Since this is very new hardware with lots of CPU cores and lots of memory, I will be running APP with only 4 cpu threads enabled and 4GB of memory in all tests, (except the last test to illustrate tinfluence of more CPU cores). This way, CPU power and Memory usage in the tests, will be much more comparable to the hardware specifications of the PC of the average APP user.

In all tests,

Frame loading times reported, actually means loading the frames and applying registration parameters (so data interpolation with Lanczos-3) and applying normalization parameters.
I use the reference composition mode to ensure that the field of view of the integration is exactly 16 Mega Pixels in 3 color channels. This equates to 184 MegaBytes of data per frame, since the integration is done in 32bits depth.
and Lanczos-3 with no under-overshoot enabled

So 100 frames * 184 MegaBytes = 18GB of data. With MBB enabled this is 27GB of data that needs to be processed.

So 400 frames * 184 MegaBytes = 72GB of data. With MBB enabled this is 108GB of data that needs to be processed.

All graphs that are shown, show memory usage in time. You'll see separate regions in the graphs, first region is always frame loading, then LNC if enabled, then the actual integration, and the final peak is always analysis of the integration result for location, scale, noise and SNR.

All test duration times are reported in minutes for easy comparison.

◆ ◆ ◆ ◆ ◆

In the benchmark excerpt, how many CPU threads and how much memory are enabled in all tests except the last? The data below has no connection to the text.

(Lines of data)

◆ ◆ ◆ ◆ ◆

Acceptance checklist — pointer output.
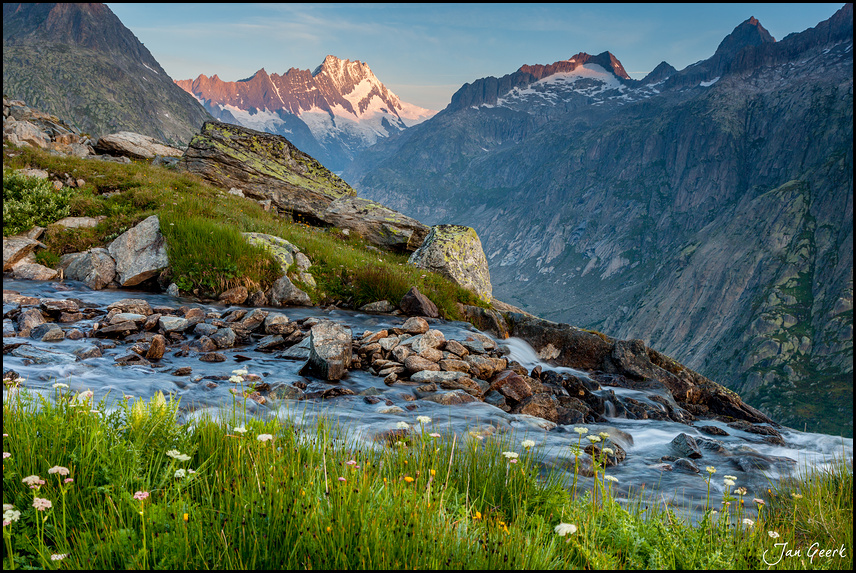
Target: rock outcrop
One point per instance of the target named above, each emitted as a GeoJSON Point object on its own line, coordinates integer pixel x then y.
{"type": "Point", "coordinates": [140, 252]}
{"type": "Point", "coordinates": [135, 146]}
{"type": "Point", "coordinates": [455, 252]}
{"type": "Point", "coordinates": [108, 78]}
{"type": "Point", "coordinates": [674, 209]}
{"type": "Point", "coordinates": [268, 167]}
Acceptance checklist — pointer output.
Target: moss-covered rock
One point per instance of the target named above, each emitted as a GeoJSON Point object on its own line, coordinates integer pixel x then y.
{"type": "Point", "coordinates": [264, 166]}
{"type": "Point", "coordinates": [455, 252]}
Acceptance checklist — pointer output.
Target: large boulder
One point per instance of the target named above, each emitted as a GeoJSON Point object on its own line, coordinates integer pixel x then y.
{"type": "Point", "coordinates": [135, 145]}
{"type": "Point", "coordinates": [139, 252]}
{"type": "Point", "coordinates": [95, 267]}
{"type": "Point", "coordinates": [329, 351]}
{"type": "Point", "coordinates": [376, 224]}
{"type": "Point", "coordinates": [455, 252]}
{"type": "Point", "coordinates": [264, 167]}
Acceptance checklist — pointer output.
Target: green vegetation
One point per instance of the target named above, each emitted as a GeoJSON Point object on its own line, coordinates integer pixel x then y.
{"type": "Point", "coordinates": [86, 487]}
{"type": "Point", "coordinates": [202, 226]}
{"type": "Point", "coordinates": [30, 201]}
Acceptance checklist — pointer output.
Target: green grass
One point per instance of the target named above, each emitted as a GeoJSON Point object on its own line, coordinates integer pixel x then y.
{"type": "Point", "coordinates": [201, 225]}
{"type": "Point", "coordinates": [418, 502]}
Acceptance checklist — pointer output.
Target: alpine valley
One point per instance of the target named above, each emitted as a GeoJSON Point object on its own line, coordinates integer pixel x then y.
{"type": "Point", "coordinates": [707, 211]}
{"type": "Point", "coordinates": [331, 113]}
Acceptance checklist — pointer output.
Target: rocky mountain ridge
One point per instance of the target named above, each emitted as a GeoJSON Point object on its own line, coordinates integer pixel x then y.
{"type": "Point", "coordinates": [331, 113]}
{"type": "Point", "coordinates": [53, 53]}
{"type": "Point", "coordinates": [707, 211]}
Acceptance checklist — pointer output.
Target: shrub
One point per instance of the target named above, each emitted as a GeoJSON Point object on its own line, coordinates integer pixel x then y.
{"type": "Point", "coordinates": [30, 201]}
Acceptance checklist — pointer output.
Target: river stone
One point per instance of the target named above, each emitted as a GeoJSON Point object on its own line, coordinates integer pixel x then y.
{"type": "Point", "coordinates": [455, 252]}
{"type": "Point", "coordinates": [224, 337]}
{"type": "Point", "coordinates": [685, 446]}
{"type": "Point", "coordinates": [47, 332]}
{"type": "Point", "coordinates": [28, 320]}
{"type": "Point", "coordinates": [431, 339]}
{"type": "Point", "coordinates": [140, 252]}
{"type": "Point", "coordinates": [414, 303]}
{"type": "Point", "coordinates": [329, 350]}
{"type": "Point", "coordinates": [95, 267]}
{"type": "Point", "coordinates": [43, 355]}
{"type": "Point", "coordinates": [173, 324]}
{"type": "Point", "coordinates": [277, 323]}
{"type": "Point", "coordinates": [451, 398]}
{"type": "Point", "coordinates": [283, 292]}
{"type": "Point", "coordinates": [437, 377]}
{"type": "Point", "coordinates": [415, 325]}
{"type": "Point", "coordinates": [157, 347]}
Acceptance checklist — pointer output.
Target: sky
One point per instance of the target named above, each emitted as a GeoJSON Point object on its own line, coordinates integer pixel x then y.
{"type": "Point", "coordinates": [425, 52]}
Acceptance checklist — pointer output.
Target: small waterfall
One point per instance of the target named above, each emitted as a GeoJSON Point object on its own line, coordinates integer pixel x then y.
{"type": "Point", "coordinates": [520, 351]}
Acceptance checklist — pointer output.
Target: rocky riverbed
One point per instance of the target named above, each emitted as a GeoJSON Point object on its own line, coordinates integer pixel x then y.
{"type": "Point", "coordinates": [374, 371]}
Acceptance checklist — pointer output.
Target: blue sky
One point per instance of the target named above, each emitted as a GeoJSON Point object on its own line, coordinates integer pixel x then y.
{"type": "Point", "coordinates": [425, 52]}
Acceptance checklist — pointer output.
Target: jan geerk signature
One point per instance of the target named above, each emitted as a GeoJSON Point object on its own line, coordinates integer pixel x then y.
{"type": "Point", "coordinates": [814, 550]}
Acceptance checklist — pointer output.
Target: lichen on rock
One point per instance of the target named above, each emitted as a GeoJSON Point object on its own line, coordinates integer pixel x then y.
{"type": "Point", "coordinates": [455, 252]}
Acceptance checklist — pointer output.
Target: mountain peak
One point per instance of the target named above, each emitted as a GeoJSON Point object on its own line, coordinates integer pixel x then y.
{"type": "Point", "coordinates": [748, 33]}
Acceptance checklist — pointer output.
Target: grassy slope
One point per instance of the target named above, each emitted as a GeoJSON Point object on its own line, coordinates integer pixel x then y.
{"type": "Point", "coordinates": [201, 225]}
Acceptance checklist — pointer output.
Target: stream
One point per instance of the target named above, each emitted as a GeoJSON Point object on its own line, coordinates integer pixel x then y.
{"type": "Point", "coordinates": [754, 462]}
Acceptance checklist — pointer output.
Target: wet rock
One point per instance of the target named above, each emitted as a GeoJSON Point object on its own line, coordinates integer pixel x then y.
{"type": "Point", "coordinates": [712, 430]}
{"type": "Point", "coordinates": [381, 306]}
{"type": "Point", "coordinates": [48, 332]}
{"type": "Point", "coordinates": [541, 405]}
{"type": "Point", "coordinates": [213, 357]}
{"type": "Point", "coordinates": [685, 446]}
{"type": "Point", "coordinates": [32, 272]}
{"type": "Point", "coordinates": [487, 320]}
{"type": "Point", "coordinates": [132, 359]}
{"type": "Point", "coordinates": [685, 465]}
{"type": "Point", "coordinates": [43, 355]}
{"type": "Point", "coordinates": [418, 364]}
{"type": "Point", "coordinates": [455, 252]}
{"type": "Point", "coordinates": [96, 268]}
{"type": "Point", "coordinates": [414, 303]}
{"type": "Point", "coordinates": [278, 323]}
{"type": "Point", "coordinates": [284, 293]}
{"type": "Point", "coordinates": [157, 347]}
{"type": "Point", "coordinates": [512, 385]}
{"type": "Point", "coordinates": [28, 320]}
{"type": "Point", "coordinates": [140, 252]}
{"type": "Point", "coordinates": [224, 337]}
{"type": "Point", "coordinates": [16, 249]}
{"type": "Point", "coordinates": [415, 325]}
{"type": "Point", "coordinates": [87, 351]}
{"type": "Point", "coordinates": [173, 324]}
{"type": "Point", "coordinates": [133, 305]}
{"type": "Point", "coordinates": [451, 398]}
{"type": "Point", "coordinates": [457, 348]}
{"type": "Point", "coordinates": [329, 351]}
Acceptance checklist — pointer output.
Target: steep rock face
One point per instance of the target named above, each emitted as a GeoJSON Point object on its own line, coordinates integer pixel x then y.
{"type": "Point", "coordinates": [51, 52]}
{"type": "Point", "coordinates": [331, 113]}
{"type": "Point", "coordinates": [709, 215]}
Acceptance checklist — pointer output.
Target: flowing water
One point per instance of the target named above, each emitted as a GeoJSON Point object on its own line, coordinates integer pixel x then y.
{"type": "Point", "coordinates": [742, 454]}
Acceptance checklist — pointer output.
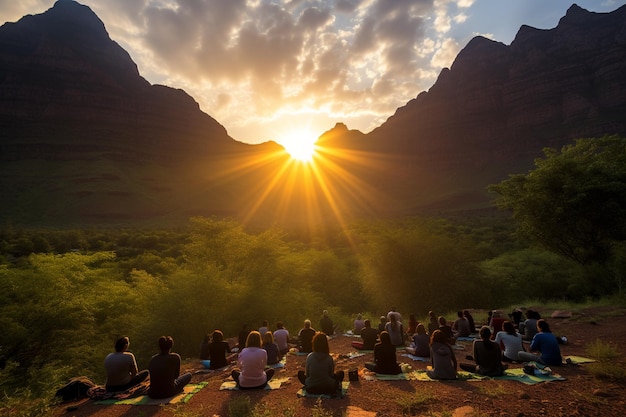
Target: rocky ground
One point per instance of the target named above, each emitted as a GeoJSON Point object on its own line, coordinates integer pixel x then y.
{"type": "Point", "coordinates": [581, 394]}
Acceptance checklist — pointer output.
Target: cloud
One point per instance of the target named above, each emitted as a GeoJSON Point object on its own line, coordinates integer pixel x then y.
{"type": "Point", "coordinates": [445, 53]}
{"type": "Point", "coordinates": [249, 61]}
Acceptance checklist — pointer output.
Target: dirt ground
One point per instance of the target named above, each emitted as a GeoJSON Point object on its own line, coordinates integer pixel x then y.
{"type": "Point", "coordinates": [581, 394]}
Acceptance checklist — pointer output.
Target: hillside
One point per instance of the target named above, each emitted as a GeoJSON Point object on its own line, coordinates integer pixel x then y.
{"type": "Point", "coordinates": [86, 140]}
{"type": "Point", "coordinates": [580, 394]}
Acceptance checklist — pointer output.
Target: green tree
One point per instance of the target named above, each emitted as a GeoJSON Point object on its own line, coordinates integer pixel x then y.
{"type": "Point", "coordinates": [574, 202]}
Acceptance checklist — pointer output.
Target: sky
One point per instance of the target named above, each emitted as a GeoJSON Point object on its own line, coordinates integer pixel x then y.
{"type": "Point", "coordinates": [267, 68]}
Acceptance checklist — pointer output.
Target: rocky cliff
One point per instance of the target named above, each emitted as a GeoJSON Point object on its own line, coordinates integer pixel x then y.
{"type": "Point", "coordinates": [66, 87]}
{"type": "Point", "coordinates": [498, 106]}
{"type": "Point", "coordinates": [85, 139]}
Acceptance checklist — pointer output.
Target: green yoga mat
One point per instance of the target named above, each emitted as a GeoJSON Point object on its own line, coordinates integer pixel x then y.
{"type": "Point", "coordinates": [344, 391]}
{"type": "Point", "coordinates": [183, 397]}
{"type": "Point", "coordinates": [273, 384]}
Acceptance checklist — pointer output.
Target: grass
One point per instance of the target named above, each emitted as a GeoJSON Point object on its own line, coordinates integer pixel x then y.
{"type": "Point", "coordinates": [319, 411]}
{"type": "Point", "coordinates": [606, 366]}
{"type": "Point", "coordinates": [414, 403]}
{"type": "Point", "coordinates": [493, 390]}
{"type": "Point", "coordinates": [242, 407]}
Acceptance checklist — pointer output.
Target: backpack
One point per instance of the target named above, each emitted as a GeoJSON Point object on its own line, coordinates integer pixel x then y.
{"type": "Point", "coordinates": [75, 389]}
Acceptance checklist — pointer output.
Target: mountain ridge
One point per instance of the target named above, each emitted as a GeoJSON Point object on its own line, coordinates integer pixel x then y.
{"type": "Point", "coordinates": [85, 139]}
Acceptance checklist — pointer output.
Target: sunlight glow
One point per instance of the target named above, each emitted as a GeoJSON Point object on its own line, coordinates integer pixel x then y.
{"type": "Point", "coordinates": [300, 144]}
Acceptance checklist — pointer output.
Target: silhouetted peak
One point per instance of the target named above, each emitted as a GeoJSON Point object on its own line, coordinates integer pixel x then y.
{"type": "Point", "coordinates": [575, 15]}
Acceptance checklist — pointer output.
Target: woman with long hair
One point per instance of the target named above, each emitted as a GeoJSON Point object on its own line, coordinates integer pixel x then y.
{"type": "Point", "coordinates": [442, 357]}
{"type": "Point", "coordinates": [319, 376]}
{"type": "Point", "coordinates": [546, 346]}
{"type": "Point", "coordinates": [219, 351]}
{"type": "Point", "coordinates": [384, 357]}
{"type": "Point", "coordinates": [273, 353]}
{"type": "Point", "coordinates": [251, 362]}
{"type": "Point", "coordinates": [512, 341]}
{"type": "Point", "coordinates": [395, 330]}
{"type": "Point", "coordinates": [487, 355]}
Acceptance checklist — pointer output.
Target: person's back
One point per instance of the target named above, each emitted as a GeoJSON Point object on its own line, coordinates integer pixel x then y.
{"type": "Point", "coordinates": [396, 332]}
{"type": "Point", "coordinates": [281, 337]}
{"type": "Point", "coordinates": [164, 369]}
{"type": "Point", "coordinates": [422, 348]}
{"type": "Point", "coordinates": [218, 348]}
{"type": "Point", "coordinates": [121, 368]}
{"type": "Point", "coordinates": [385, 357]}
{"type": "Point", "coordinates": [319, 368]}
{"type": "Point", "coordinates": [547, 344]}
{"type": "Point", "coordinates": [497, 321]}
{"type": "Point", "coordinates": [165, 378]}
{"type": "Point", "coordinates": [488, 358]}
{"type": "Point", "coordinates": [306, 337]}
{"type": "Point", "coordinates": [461, 326]}
{"type": "Point", "coordinates": [359, 324]}
{"type": "Point", "coordinates": [252, 362]}
{"type": "Point", "coordinates": [326, 324]}
{"type": "Point", "coordinates": [529, 328]}
{"type": "Point", "coordinates": [512, 342]}
{"type": "Point", "coordinates": [369, 337]}
{"type": "Point", "coordinates": [118, 367]}
{"type": "Point", "coordinates": [441, 357]}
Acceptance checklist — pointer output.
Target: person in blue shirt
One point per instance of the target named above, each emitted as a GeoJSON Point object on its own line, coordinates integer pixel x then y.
{"type": "Point", "coordinates": [547, 346]}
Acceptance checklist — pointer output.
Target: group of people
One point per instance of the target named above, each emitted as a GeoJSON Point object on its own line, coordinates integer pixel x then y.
{"type": "Point", "coordinates": [490, 350]}
{"type": "Point", "coordinates": [163, 370]}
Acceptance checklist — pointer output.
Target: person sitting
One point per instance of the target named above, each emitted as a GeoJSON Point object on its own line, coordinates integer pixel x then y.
{"type": "Point", "coordinates": [165, 378]}
{"type": "Point", "coordinates": [420, 345]}
{"type": "Point", "coordinates": [384, 357]}
{"type": "Point", "coordinates": [264, 327]}
{"type": "Point", "coordinates": [410, 331]}
{"type": "Point", "coordinates": [242, 336]}
{"type": "Point", "coordinates": [326, 324]}
{"type": "Point", "coordinates": [470, 320]}
{"type": "Point", "coordinates": [204, 347]}
{"type": "Point", "coordinates": [368, 336]}
{"type": "Point", "coordinates": [512, 342]}
{"type": "Point", "coordinates": [433, 322]}
{"type": "Point", "coordinates": [281, 337]}
{"type": "Point", "coordinates": [359, 323]}
{"type": "Point", "coordinates": [442, 356]}
{"type": "Point", "coordinates": [496, 321]}
{"type": "Point", "coordinates": [545, 344]}
{"type": "Point", "coordinates": [319, 376]}
{"type": "Point", "coordinates": [516, 316]}
{"type": "Point", "coordinates": [121, 368]}
{"type": "Point", "coordinates": [446, 329]}
{"type": "Point", "coordinates": [394, 312]}
{"type": "Point", "coordinates": [305, 337]}
{"type": "Point", "coordinates": [395, 330]}
{"type": "Point", "coordinates": [461, 327]}
{"type": "Point", "coordinates": [273, 353]}
{"type": "Point", "coordinates": [487, 355]}
{"type": "Point", "coordinates": [251, 362]}
{"type": "Point", "coordinates": [528, 328]}
{"type": "Point", "coordinates": [382, 323]}
{"type": "Point", "coordinates": [219, 349]}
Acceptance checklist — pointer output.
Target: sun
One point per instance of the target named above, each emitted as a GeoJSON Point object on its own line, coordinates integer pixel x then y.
{"type": "Point", "coordinates": [300, 144]}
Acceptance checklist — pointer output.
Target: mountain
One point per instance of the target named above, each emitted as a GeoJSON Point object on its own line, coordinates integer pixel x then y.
{"type": "Point", "coordinates": [85, 140]}
{"type": "Point", "coordinates": [498, 106]}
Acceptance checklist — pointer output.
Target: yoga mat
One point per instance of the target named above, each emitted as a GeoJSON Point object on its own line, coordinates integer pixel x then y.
{"type": "Point", "coordinates": [577, 360]}
{"type": "Point", "coordinates": [416, 358]}
{"type": "Point", "coordinates": [273, 384]}
{"type": "Point", "coordinates": [183, 397]}
{"type": "Point", "coordinates": [344, 390]}
{"type": "Point", "coordinates": [519, 375]}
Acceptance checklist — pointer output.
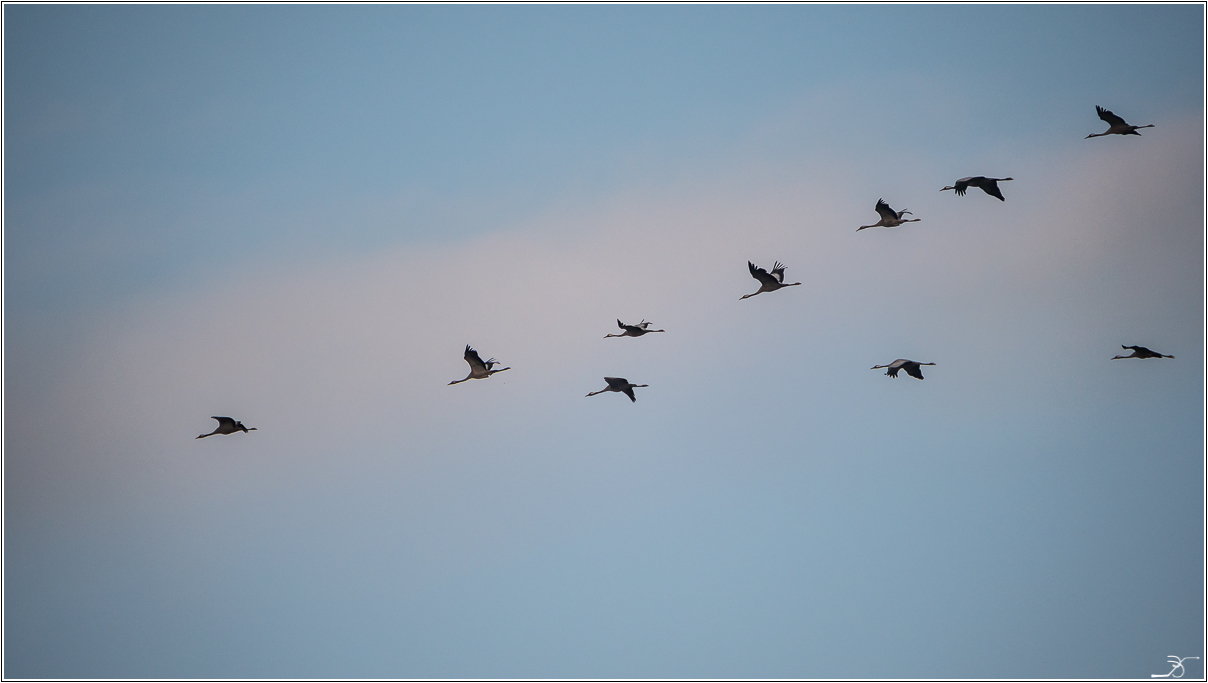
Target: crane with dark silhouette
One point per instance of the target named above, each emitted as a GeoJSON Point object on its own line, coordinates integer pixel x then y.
{"type": "Point", "coordinates": [1116, 126]}
{"type": "Point", "coordinates": [889, 218]}
{"type": "Point", "coordinates": [480, 369]}
{"type": "Point", "coordinates": [619, 385]}
{"type": "Point", "coordinates": [988, 185]}
{"type": "Point", "coordinates": [227, 426]}
{"type": "Point", "coordinates": [633, 330]}
{"type": "Point", "coordinates": [910, 366]}
{"type": "Point", "coordinates": [767, 282]}
{"type": "Point", "coordinates": [1140, 352]}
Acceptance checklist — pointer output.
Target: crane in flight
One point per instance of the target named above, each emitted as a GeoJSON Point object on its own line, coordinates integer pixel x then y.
{"type": "Point", "coordinates": [889, 218]}
{"type": "Point", "coordinates": [478, 369]}
{"type": "Point", "coordinates": [619, 385]}
{"type": "Point", "coordinates": [227, 426]}
{"type": "Point", "coordinates": [989, 185]}
{"type": "Point", "coordinates": [768, 282]}
{"type": "Point", "coordinates": [910, 366]}
{"type": "Point", "coordinates": [1116, 126]}
{"type": "Point", "coordinates": [633, 330]}
{"type": "Point", "coordinates": [1140, 352]}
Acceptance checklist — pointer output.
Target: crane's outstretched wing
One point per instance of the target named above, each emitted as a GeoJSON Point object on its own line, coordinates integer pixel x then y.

◆ ◆ ◆ ◆ ◆

FINAL ANSWER:
Four CPU threads and 4GB of memory.